(Records from a data source)
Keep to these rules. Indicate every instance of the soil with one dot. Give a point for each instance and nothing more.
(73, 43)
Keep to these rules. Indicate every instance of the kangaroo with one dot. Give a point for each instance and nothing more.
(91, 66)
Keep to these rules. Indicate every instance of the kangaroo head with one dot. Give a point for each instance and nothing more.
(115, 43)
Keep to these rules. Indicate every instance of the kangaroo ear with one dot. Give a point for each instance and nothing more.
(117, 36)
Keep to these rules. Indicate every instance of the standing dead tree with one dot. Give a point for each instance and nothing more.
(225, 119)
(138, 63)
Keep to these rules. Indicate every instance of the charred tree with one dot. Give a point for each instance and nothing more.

**Exercise objective**
Output all of the records exactly, with nothing omitted.

**Written answer**
Keep to these rules. Indicate every instance of the soil with one dot. Give a point for each instance and nothing more.
(73, 43)
Keep to these rules. Indicate every instance of the kangaroo with one dot. Give a point for each instance and nothing more.
(91, 66)
Keep to these rules. Indicate every instance of the kangaroo head with one dot. Give a point for each instance and nothing more.
(115, 43)
Keep to these rules. Indicate every instance of the kangaroo ear with one dot. Give a point for each instance and nothing more.
(117, 36)
Keep to these rules. Indicate every instance of the standing dead tree with one dot. Give a point for each instance and nothing more.
(225, 119)
(138, 63)
Keep to these rules. Indicate every instance of the charred tree with one dot. Give a point for each instance and nothing more.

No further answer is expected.